[[ Task input open ]]

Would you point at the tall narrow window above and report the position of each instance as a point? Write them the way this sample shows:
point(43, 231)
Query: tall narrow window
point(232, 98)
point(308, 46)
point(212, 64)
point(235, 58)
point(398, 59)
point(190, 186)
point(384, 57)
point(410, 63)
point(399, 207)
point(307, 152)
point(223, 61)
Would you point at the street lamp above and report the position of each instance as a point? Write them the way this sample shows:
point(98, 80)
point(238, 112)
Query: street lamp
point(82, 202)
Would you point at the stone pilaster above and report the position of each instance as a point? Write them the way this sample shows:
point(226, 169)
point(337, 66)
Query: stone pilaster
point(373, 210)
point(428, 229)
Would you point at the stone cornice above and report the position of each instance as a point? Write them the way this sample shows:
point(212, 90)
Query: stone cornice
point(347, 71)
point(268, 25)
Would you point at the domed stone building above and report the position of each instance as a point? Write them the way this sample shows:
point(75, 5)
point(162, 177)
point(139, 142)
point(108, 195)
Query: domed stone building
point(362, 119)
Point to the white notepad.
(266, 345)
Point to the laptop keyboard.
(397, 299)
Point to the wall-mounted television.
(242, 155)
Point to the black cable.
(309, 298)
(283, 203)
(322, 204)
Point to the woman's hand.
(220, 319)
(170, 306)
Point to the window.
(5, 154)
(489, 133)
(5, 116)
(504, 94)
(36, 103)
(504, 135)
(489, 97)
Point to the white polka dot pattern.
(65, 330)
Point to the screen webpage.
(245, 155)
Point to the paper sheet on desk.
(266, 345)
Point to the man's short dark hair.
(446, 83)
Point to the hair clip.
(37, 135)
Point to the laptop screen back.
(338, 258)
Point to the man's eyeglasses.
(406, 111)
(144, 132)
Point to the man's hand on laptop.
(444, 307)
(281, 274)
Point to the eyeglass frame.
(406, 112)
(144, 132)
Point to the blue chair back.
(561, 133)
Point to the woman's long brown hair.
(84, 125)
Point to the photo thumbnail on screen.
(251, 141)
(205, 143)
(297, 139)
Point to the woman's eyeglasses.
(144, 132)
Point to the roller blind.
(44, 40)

[[ Task input closed ]]

All the material above is to be returned exactly as it stands.

Written solution:
Would you point at the tall narrow window above and report the position of each instance as a point? Write them the way this sample shows:
point(43, 231)
Query: tall narrow window
point(232, 98)
point(308, 46)
point(212, 64)
point(235, 58)
point(398, 59)
point(190, 186)
point(384, 57)
point(410, 63)
point(399, 207)
point(307, 152)
point(223, 61)
Would you point at the street lamp above and report the position of each instance as a point? Write them the way this sample shows:
point(98, 80)
point(238, 112)
Query: street lamp
point(82, 202)
Would you point at the stone pilaster above and report the position of each instance as a point? Write them the way this sample shows:
point(226, 169)
point(337, 66)
Query: stone pilaster
point(373, 210)
point(428, 229)
Would you point at the stone cornice above and report the position of each instance as a point? Write them the way this sample shows:
point(212, 90)
Query: stone cornice
point(347, 71)
point(268, 25)
Would you point at the domed stone building above and report the position of each instance as a point? Write them the way this sample shows:
point(75, 5)
point(162, 177)
point(139, 142)
point(108, 195)
Query: domed stone building
point(362, 119)
Point to the white notepad.
(266, 345)
Point to the laptop keyboard.
(397, 299)
Point to the wall-mounted television.
(242, 155)
Point to the black cable.
(309, 298)
(283, 203)
(322, 204)
Point to the woman's hand.
(220, 319)
(170, 306)
Point to the window.
(5, 154)
(489, 133)
(5, 116)
(504, 94)
(36, 103)
(504, 135)
(489, 97)
Point to the white polka dot pattern.
(65, 330)
Point to the screen webpage.
(245, 155)
Point to the paper sheet on desk.
(266, 345)
Point to the man's short dark hair.
(446, 83)
Point to the hair clip.
(37, 135)
Point to the laptop screen back.
(338, 258)
Point to the man's eyeglasses.
(406, 111)
(144, 132)
Point to the man's hand on laptop.
(444, 307)
(281, 274)
Point to the eyeglass frame.
(406, 112)
(144, 132)
Point to the blue chair back.
(561, 133)
Point to the woman's long brown hair.
(84, 125)
Point to the photo thumbnail on screen.
(251, 141)
(205, 143)
(297, 139)
Point to the woman's eyeglasses.
(144, 132)
Point to the roller blind.
(44, 40)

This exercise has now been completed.